Vu la procédure suivante :
Procédure contentieuse antérieure :
La société à responsabilité limitée (SARL) Le Relais a demandé au tribunal administratif de Versailles de prononcer la décharge des cotisations supplémentaires d'impôt sur les sociétés auxquelles elle a été assujettie au titre de ses exercices clos en 2011, 2012 et 2013 et des rappels de taxe sur la valeur ajoutée qui lui ont été réclamés au titre de la période du 1er octobre 2010 au 30 septembre 2013, ainsi que des majorations correspondantes.
Par un jugement n° 1903436 du 11 juin 2021, le tribunal administratif de Versailles a rejeté sa demande.
Procédure devant la cour :
Par une requête et un mémoire enregistrés les 20 juillet 2021 et 3 février 2023, la SARL Le Relais, représentée par Me Morisset et Me Lopez, avocats, demande à la cour :
1°) d'annuler le jugement attaqué ;
2°) de prononcer la décharge des impositions restant en litige ;
3°) de mettre à la charge de l'État la somme de 1 500 euros au titre de l'article L. 761-1 du code de justice administrative.
Elle soutient que :
- la reconstitution de son chiffre d'affaires est radicalement viciée du fait d'un changement dans ses conditions d'exploitation ; la modulation appliquée au titre des exercices 2010 et 2011 au coefficient de marge brute déterminé selon la méthode des liquides sur l'exercice 2013, n'est pas pertinente compte tenu de la modification de ses conditions d'exploitation intervenue au cours de l'exercice clos en 2012 ;
- l'administration n'apporte aucune justification sur l'absence de " modulation " en ce qui concerne la proportion du chiffre d'affaires soumise à la TVA au taux normal et la proportion de ce chiffre d'affaires soumise au taux réduit ;
- la majoration pour manquement délibéré n'est pas justifiée.

- _CONSIGNES_
Selon l'extrait ci-dessus, quelle somme la SARL Le Relais demande-t-elle à la cour de mettre à la charge de l'État ?

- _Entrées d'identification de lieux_

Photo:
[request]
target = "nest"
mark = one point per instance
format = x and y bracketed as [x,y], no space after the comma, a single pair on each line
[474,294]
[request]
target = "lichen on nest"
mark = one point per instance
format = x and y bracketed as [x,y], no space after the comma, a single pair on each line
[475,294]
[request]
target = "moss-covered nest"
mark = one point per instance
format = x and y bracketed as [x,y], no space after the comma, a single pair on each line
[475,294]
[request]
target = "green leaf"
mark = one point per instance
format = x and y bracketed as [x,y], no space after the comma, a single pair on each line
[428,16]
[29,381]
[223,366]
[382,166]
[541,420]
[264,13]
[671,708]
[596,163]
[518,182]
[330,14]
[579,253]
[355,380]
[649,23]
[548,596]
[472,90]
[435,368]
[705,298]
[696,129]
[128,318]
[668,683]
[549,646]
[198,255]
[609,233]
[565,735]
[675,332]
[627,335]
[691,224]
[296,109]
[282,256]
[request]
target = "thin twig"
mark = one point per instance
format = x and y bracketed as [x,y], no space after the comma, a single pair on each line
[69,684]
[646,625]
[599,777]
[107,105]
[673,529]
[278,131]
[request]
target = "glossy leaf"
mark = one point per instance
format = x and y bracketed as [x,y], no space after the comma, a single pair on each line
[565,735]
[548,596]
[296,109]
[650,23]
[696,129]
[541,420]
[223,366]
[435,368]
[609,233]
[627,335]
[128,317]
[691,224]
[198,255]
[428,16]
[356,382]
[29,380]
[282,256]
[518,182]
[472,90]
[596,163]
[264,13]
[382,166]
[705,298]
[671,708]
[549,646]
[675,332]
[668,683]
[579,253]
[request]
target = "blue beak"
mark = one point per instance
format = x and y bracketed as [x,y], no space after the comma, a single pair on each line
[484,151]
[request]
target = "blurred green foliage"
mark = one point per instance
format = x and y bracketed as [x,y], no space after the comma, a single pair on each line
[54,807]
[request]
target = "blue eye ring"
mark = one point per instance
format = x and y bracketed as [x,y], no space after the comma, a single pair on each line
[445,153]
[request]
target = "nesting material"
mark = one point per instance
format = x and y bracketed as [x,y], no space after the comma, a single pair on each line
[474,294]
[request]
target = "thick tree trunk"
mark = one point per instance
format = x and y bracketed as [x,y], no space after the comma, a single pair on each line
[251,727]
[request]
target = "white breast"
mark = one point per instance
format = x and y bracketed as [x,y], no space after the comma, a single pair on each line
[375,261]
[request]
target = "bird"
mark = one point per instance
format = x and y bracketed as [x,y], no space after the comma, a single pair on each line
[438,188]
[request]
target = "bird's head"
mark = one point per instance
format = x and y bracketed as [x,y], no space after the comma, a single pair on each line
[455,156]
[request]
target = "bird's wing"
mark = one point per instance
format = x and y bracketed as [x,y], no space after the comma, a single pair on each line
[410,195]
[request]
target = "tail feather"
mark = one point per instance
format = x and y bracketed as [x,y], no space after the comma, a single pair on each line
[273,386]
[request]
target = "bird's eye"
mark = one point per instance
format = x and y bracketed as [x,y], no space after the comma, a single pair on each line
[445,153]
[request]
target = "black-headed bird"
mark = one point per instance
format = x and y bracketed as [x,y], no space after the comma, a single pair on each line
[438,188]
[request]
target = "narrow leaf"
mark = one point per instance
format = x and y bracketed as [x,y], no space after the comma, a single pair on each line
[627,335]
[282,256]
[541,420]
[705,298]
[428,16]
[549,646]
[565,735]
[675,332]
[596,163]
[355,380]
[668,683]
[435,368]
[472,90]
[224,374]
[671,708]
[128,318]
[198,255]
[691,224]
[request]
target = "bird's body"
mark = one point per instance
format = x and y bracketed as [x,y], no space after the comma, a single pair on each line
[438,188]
--
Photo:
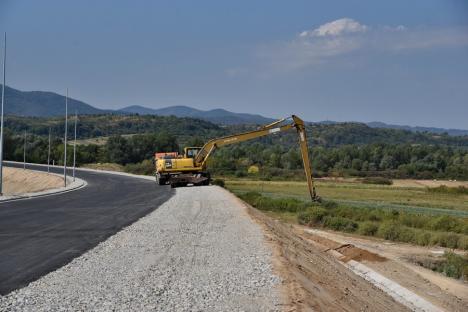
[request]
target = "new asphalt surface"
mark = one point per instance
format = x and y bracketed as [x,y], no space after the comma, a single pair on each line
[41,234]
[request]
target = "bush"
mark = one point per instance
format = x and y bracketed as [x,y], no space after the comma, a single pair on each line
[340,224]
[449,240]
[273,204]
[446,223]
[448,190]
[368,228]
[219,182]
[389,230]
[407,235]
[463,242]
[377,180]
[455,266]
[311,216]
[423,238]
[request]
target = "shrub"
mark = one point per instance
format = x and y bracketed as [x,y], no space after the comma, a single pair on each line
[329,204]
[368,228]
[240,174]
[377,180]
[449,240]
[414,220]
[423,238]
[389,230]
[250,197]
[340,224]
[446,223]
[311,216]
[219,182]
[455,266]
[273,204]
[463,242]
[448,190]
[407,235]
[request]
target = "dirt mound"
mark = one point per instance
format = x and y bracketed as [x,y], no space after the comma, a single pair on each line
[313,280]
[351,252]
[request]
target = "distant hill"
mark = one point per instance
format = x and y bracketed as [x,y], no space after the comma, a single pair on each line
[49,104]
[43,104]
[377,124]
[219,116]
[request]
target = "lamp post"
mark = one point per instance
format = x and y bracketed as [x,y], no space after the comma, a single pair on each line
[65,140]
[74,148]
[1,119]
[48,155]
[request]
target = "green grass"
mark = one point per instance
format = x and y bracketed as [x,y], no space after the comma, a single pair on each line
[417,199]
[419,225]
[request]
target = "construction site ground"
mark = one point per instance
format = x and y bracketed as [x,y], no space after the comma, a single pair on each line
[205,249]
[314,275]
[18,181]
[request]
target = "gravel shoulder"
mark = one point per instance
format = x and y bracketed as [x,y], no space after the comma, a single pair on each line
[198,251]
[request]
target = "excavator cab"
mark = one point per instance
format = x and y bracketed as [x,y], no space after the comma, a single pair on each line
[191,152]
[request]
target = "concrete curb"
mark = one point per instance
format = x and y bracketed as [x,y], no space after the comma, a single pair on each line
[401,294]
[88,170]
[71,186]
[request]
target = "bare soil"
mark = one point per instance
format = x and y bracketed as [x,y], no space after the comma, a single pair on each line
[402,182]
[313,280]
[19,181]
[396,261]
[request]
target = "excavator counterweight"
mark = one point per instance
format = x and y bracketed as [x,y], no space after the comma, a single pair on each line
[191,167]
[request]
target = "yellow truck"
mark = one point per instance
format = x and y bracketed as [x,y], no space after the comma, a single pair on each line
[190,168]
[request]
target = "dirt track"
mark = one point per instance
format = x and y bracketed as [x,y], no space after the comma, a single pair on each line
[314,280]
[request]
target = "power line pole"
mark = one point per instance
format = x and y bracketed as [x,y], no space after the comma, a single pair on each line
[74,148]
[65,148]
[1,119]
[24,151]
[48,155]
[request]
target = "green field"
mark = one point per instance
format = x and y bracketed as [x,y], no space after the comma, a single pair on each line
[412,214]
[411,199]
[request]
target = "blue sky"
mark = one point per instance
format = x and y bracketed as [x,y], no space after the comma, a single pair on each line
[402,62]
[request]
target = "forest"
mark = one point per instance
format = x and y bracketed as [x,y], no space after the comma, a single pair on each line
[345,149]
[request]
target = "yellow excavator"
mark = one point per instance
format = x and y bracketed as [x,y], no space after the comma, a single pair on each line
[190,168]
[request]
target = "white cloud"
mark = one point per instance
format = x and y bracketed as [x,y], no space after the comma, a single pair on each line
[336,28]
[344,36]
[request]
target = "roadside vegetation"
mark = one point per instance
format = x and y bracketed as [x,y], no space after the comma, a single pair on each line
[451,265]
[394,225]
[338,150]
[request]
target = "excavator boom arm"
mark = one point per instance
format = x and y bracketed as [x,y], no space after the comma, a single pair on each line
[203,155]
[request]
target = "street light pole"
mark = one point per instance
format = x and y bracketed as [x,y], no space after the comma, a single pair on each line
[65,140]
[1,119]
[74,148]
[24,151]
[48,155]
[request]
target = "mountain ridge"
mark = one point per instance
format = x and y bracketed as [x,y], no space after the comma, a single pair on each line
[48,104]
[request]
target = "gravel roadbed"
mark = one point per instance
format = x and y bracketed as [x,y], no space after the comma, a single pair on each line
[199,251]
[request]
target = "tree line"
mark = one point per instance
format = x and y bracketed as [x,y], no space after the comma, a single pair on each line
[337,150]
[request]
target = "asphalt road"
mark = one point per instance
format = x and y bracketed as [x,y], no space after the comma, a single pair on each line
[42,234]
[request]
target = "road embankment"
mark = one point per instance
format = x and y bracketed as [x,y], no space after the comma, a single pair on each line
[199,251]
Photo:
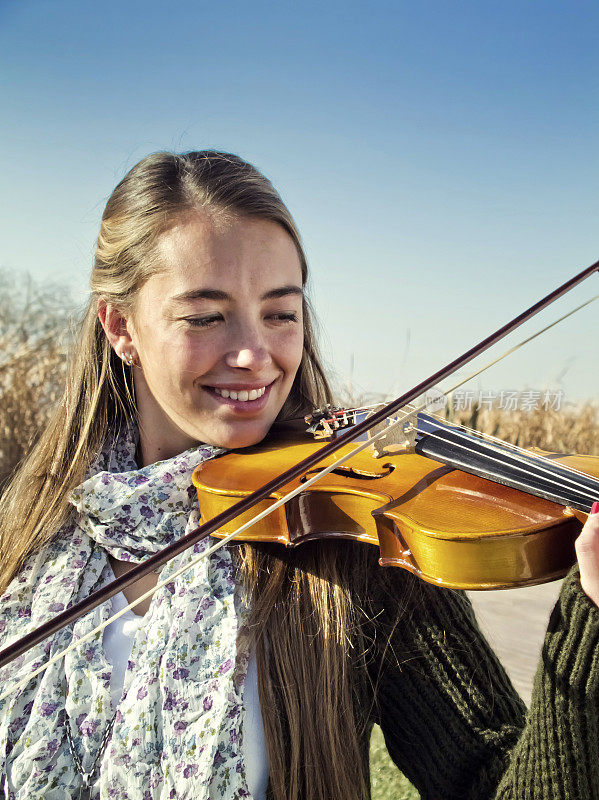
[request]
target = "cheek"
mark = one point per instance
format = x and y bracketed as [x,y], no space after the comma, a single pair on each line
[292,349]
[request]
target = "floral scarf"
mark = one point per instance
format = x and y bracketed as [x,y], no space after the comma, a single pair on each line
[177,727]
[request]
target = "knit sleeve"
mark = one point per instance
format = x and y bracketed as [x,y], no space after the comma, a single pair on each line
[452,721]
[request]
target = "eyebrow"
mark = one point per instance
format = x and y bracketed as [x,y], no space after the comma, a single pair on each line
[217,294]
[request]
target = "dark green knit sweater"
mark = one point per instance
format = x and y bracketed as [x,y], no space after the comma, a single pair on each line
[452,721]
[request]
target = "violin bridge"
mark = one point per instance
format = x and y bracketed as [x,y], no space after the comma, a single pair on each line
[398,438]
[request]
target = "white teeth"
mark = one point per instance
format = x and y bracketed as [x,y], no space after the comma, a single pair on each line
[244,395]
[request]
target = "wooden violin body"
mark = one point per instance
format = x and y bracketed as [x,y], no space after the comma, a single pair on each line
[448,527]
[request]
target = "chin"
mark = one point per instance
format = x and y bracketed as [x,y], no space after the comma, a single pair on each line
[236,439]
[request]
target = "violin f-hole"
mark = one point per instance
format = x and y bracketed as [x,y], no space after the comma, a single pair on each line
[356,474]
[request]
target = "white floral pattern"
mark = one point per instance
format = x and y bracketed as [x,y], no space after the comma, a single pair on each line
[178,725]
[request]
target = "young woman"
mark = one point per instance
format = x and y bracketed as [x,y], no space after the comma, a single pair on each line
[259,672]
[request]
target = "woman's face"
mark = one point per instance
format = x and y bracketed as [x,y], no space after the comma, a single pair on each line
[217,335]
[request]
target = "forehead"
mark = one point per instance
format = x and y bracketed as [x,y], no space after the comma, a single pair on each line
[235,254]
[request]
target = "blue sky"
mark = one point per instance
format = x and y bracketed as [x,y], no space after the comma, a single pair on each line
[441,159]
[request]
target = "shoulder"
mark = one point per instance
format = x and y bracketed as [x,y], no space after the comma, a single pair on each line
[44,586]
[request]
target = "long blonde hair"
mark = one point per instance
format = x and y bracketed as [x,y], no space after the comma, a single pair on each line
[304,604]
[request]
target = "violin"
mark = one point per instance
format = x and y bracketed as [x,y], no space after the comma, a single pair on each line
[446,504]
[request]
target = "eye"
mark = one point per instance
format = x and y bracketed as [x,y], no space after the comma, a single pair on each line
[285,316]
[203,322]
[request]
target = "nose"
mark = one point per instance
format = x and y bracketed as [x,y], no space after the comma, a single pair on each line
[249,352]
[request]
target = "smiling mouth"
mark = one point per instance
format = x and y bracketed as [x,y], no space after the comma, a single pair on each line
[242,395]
---
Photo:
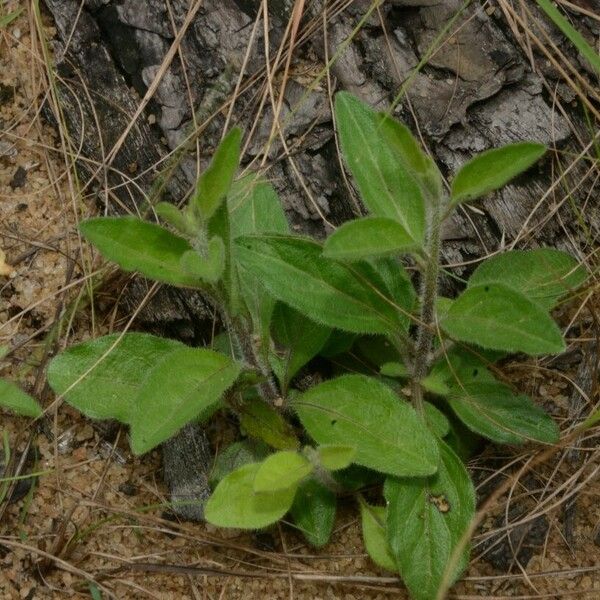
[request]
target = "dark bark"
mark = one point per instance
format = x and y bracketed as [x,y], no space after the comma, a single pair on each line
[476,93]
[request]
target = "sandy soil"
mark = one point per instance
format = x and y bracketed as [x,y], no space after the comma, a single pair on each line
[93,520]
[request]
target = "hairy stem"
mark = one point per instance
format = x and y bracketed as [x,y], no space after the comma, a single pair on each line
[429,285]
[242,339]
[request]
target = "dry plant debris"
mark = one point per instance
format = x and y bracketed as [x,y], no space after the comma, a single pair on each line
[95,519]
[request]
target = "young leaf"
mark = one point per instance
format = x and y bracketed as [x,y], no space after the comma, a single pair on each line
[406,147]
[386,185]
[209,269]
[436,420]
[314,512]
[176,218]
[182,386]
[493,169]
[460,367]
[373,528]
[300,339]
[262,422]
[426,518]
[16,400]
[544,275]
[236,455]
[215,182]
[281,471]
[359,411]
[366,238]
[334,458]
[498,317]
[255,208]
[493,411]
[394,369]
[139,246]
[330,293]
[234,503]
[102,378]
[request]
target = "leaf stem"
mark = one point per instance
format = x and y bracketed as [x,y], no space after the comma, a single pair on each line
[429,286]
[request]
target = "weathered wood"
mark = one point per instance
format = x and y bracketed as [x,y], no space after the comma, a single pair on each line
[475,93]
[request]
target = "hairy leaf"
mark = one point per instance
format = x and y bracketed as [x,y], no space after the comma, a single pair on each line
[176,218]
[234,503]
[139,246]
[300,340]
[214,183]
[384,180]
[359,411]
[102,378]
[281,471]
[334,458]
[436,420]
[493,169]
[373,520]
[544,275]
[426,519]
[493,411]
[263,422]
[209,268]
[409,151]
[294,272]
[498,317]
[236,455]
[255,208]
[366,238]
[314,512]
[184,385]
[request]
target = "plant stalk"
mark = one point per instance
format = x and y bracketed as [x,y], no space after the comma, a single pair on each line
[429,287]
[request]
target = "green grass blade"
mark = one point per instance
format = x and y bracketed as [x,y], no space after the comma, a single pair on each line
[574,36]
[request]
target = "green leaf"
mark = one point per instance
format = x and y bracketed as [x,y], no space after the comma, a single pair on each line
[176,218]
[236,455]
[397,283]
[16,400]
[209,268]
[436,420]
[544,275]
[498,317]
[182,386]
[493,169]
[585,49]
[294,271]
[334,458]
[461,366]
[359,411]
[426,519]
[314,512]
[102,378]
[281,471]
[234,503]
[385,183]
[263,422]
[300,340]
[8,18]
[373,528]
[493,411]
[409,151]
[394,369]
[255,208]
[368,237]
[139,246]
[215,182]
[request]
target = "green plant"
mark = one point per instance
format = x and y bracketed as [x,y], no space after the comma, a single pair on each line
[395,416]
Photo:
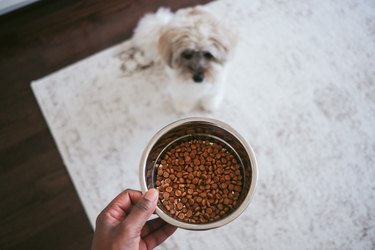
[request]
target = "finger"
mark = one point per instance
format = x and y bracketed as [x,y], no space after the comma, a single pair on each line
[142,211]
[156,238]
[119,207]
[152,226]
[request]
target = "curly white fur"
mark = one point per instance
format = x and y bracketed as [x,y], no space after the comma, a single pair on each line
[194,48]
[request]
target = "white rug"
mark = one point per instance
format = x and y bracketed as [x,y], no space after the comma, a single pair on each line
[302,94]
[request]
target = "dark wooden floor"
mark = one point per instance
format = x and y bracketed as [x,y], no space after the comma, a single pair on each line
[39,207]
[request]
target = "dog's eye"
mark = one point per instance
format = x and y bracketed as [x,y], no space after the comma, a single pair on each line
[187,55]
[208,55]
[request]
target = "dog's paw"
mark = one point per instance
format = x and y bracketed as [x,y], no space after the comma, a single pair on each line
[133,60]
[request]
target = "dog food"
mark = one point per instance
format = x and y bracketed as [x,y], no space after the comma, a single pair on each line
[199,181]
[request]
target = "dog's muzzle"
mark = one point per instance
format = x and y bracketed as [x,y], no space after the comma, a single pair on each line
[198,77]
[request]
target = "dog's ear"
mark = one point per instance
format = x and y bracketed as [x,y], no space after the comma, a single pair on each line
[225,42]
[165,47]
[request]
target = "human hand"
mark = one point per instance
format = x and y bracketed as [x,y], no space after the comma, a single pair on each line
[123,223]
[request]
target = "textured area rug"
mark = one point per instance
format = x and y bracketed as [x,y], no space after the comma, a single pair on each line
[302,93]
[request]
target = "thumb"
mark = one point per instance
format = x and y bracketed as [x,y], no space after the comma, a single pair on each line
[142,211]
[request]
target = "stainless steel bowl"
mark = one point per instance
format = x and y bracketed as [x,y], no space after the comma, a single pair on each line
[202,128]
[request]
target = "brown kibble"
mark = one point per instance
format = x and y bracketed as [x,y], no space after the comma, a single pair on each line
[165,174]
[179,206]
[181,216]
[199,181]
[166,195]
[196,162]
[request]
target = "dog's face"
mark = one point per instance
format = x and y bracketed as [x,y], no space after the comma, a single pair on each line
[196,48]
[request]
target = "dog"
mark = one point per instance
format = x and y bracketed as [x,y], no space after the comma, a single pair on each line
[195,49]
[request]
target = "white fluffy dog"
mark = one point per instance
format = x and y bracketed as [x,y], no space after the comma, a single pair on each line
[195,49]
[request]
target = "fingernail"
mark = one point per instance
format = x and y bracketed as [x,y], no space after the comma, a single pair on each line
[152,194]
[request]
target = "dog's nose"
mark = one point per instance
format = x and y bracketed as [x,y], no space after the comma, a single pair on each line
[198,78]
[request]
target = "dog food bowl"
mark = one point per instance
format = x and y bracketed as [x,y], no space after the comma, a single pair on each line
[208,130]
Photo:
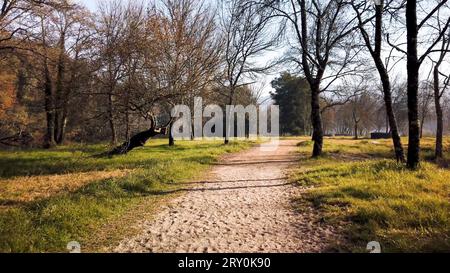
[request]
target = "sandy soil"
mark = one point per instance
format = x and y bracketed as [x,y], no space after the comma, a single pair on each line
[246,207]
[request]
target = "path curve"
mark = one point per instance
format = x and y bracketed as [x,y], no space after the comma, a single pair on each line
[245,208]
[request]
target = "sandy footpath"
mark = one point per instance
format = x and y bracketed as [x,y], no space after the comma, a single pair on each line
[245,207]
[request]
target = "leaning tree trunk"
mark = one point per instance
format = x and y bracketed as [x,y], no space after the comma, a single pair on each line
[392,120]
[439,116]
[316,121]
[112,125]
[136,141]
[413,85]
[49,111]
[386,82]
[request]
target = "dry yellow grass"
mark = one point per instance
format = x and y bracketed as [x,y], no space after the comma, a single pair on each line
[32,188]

- _EXERCICE CORRIGÉ_
La somme de 1 500 euros, au titre de l'article L. 761-1 du code de justice administrative.